Extracted data entries:
☆ ☆ ☆

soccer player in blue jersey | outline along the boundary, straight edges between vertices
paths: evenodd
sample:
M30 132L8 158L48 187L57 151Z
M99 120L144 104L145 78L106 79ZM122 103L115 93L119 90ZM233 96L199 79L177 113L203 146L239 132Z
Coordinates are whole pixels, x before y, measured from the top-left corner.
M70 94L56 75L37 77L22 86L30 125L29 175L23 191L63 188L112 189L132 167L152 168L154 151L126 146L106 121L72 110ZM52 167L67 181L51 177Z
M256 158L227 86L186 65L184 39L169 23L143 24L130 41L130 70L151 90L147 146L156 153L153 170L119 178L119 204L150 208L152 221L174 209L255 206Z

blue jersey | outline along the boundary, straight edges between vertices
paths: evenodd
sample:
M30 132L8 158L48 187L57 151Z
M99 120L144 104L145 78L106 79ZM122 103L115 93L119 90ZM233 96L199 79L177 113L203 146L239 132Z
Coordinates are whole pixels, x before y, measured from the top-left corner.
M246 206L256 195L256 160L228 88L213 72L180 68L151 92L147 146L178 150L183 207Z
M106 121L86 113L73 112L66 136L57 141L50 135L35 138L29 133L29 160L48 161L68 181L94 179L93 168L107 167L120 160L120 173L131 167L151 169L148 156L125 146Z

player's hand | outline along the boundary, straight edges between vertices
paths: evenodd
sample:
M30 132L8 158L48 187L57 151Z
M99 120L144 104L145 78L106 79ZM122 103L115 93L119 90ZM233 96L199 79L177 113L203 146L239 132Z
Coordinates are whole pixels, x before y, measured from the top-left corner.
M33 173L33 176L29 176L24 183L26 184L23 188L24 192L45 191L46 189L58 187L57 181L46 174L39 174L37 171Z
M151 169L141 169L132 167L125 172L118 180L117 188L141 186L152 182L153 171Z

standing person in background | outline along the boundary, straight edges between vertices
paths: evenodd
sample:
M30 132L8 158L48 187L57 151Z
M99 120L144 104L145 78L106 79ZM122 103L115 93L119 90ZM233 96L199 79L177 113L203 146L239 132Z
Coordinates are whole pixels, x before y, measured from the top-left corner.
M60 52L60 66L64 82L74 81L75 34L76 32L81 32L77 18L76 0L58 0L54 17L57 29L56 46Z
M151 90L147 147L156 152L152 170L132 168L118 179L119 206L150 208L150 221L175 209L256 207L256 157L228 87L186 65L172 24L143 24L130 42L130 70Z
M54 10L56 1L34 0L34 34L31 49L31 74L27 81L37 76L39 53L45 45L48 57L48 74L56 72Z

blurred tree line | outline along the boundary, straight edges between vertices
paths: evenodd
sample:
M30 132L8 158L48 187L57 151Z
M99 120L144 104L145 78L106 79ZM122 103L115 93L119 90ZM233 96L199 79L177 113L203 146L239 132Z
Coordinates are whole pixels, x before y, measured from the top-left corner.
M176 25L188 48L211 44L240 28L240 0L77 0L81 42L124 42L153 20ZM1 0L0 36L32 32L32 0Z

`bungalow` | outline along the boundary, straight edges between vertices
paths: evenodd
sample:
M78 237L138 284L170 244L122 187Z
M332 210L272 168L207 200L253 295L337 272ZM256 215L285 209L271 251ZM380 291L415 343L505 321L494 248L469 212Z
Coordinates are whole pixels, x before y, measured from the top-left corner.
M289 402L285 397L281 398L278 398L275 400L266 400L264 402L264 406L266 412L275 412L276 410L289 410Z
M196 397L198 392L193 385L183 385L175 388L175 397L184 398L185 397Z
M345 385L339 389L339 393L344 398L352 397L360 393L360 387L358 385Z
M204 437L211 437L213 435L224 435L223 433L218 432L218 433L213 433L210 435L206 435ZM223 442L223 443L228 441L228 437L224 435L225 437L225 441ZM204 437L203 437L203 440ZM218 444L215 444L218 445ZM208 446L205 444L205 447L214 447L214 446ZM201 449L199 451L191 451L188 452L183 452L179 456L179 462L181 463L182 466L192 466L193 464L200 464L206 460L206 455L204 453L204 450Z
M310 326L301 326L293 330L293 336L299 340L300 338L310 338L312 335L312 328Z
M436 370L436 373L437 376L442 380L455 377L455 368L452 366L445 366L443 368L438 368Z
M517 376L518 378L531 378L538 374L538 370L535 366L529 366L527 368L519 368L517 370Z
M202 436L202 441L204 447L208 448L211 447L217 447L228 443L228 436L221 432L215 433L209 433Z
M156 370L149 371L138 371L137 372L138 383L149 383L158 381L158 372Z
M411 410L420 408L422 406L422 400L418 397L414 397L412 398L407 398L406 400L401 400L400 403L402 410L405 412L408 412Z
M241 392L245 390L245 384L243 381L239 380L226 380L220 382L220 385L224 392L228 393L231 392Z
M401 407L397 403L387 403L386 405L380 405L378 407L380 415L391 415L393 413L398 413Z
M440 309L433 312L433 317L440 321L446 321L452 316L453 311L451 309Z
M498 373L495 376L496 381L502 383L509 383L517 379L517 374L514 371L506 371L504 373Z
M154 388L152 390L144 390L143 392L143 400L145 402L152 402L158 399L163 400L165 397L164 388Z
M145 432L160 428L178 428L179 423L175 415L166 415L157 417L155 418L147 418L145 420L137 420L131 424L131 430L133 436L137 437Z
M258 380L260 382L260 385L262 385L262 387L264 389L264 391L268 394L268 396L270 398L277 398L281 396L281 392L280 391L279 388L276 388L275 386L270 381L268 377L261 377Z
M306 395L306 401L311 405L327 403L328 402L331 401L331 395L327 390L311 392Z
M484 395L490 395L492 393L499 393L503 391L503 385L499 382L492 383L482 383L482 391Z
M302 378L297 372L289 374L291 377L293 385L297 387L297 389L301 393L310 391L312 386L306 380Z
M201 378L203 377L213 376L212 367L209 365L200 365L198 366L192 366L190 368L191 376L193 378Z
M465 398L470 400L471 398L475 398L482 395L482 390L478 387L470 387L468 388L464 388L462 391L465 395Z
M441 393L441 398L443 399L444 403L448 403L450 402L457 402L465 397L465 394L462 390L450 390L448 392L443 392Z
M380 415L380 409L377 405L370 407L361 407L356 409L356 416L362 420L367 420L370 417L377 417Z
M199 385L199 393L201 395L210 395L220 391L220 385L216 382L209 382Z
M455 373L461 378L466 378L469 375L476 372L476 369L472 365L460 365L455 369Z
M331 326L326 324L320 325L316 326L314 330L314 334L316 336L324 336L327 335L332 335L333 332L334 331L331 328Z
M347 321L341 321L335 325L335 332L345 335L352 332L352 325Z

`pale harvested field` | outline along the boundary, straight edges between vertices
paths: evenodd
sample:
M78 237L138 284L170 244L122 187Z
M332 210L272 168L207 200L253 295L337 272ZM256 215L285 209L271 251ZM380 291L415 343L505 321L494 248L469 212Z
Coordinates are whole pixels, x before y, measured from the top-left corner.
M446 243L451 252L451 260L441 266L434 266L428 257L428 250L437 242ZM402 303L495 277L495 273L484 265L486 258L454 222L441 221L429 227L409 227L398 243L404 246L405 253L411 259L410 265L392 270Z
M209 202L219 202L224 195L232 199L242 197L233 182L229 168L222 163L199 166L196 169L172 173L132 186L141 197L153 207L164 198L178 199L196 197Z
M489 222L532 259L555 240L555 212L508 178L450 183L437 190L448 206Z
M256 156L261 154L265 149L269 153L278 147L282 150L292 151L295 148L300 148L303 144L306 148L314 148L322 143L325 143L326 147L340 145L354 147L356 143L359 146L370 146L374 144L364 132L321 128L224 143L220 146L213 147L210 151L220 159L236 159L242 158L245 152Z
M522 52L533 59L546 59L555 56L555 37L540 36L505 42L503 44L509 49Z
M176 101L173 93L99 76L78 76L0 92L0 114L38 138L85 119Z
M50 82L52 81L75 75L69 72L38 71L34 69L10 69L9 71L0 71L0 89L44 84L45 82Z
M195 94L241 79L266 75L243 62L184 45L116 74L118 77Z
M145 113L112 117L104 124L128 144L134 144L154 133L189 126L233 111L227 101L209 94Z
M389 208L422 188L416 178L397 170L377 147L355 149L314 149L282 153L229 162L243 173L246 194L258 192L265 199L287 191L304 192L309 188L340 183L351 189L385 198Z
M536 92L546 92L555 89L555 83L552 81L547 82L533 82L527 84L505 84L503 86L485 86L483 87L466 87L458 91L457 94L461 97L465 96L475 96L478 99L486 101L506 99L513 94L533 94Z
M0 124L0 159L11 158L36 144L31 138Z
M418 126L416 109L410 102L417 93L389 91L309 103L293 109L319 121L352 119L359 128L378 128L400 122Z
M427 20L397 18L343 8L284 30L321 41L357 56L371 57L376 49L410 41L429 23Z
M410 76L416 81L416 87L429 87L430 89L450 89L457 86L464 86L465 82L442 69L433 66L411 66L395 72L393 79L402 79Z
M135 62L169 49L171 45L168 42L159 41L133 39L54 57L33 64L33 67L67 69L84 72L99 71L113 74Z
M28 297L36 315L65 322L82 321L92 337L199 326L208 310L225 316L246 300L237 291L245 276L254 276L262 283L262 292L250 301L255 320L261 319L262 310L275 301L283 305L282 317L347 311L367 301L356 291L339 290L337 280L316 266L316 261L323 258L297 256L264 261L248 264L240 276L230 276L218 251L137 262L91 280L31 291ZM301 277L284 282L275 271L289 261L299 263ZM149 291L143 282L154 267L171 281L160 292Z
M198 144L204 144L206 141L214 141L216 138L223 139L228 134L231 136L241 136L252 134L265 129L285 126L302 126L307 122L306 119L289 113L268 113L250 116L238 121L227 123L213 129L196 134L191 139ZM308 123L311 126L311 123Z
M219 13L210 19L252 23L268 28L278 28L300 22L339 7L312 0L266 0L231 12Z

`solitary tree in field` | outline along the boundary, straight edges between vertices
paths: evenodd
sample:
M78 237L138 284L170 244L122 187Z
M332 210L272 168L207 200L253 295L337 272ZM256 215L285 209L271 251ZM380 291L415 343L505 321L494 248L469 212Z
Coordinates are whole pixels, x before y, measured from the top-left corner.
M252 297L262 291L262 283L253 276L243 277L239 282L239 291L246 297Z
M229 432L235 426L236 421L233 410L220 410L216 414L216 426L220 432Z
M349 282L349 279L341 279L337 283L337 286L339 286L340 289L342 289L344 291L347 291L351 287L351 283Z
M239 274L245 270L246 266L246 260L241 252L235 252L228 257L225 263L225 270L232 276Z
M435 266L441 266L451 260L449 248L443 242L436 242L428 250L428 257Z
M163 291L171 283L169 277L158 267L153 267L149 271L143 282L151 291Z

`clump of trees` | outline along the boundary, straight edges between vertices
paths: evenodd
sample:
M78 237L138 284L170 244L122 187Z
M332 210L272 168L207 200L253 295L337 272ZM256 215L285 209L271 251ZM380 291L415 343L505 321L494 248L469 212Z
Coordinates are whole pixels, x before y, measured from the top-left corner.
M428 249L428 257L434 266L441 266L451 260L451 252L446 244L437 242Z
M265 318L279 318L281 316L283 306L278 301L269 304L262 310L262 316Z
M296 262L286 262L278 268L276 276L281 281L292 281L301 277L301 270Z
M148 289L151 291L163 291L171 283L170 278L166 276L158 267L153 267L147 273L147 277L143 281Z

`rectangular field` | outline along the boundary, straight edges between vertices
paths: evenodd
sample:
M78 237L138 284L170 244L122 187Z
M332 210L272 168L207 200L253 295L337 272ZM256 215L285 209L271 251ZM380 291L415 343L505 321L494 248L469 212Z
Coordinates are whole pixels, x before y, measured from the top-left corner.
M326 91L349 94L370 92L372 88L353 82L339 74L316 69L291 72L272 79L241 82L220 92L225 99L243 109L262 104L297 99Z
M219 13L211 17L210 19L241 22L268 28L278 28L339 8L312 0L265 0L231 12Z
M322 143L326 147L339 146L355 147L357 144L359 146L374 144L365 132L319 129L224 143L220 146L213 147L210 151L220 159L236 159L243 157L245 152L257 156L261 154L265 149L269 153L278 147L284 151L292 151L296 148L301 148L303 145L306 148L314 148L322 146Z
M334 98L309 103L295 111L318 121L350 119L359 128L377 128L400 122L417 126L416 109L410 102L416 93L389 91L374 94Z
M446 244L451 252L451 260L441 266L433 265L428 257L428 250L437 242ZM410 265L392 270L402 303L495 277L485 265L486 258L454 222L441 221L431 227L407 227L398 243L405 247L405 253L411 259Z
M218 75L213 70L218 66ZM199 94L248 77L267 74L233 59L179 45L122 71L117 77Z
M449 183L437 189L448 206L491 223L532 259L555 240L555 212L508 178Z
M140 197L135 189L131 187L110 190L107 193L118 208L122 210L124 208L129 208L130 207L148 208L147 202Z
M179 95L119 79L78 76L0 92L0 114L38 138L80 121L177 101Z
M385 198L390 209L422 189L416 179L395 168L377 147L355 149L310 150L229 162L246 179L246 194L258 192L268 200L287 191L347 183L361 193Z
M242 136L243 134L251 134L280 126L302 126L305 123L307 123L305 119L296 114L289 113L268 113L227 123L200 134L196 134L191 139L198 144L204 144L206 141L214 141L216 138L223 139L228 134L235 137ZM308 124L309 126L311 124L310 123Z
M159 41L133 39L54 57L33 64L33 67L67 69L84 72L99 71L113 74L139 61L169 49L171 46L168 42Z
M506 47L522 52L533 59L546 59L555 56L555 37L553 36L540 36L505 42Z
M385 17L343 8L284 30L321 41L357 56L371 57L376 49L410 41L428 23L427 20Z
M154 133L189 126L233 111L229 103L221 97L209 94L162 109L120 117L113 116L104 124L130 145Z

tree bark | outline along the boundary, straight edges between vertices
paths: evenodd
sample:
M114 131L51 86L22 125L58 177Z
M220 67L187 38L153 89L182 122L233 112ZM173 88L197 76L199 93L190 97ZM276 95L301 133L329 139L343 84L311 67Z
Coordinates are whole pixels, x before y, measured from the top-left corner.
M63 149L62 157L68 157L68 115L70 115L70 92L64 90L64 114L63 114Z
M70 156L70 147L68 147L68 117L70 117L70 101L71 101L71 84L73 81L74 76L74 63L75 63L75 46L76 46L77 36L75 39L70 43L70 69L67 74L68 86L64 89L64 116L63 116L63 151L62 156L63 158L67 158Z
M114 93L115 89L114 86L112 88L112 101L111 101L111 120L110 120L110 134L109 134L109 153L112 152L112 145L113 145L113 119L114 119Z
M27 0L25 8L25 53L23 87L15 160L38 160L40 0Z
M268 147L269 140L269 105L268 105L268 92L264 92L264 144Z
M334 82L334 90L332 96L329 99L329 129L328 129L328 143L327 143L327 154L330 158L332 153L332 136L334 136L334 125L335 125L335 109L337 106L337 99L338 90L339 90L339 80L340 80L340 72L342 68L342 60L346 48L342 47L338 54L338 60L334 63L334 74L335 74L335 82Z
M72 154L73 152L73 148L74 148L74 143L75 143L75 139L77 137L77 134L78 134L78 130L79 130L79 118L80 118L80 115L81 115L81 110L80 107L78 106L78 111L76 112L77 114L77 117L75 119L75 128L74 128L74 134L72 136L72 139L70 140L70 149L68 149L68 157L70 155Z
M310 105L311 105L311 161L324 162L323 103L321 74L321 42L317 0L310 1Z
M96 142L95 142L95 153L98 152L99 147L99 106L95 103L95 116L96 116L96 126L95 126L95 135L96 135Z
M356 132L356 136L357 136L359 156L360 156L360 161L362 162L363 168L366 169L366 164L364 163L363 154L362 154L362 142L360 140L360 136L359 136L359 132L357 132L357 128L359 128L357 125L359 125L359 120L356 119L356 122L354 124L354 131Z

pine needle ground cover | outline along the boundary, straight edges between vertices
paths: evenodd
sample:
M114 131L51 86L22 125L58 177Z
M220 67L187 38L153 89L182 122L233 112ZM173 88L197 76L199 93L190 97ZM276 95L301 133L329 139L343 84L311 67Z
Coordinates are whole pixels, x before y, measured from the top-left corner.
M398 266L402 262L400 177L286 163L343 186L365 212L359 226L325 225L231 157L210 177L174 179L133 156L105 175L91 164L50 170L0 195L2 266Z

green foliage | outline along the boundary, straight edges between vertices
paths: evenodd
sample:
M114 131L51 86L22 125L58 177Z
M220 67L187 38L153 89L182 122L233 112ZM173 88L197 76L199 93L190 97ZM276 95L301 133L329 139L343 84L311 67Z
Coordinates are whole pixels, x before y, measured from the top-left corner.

☆ ☆ ☆

Starting at the line containing "green foliage |" and continuing through the end of the listing, rewrite those lines with "upper-left" substituted for "top-left". Leave everything else unchanged.

# [Response to this task]
green foliage | outline along the boundary, straight edges between vertices
paths: evenodd
sample:
M114 131L51 86L22 125L58 177Z
M220 67L187 38L153 89L182 122L233 112ZM173 88L197 76L199 93L190 97ZM276 95L301 133L329 139L343 84L311 67Z
Coordinates are whole pixels, x before y, measured from the upper-left corner.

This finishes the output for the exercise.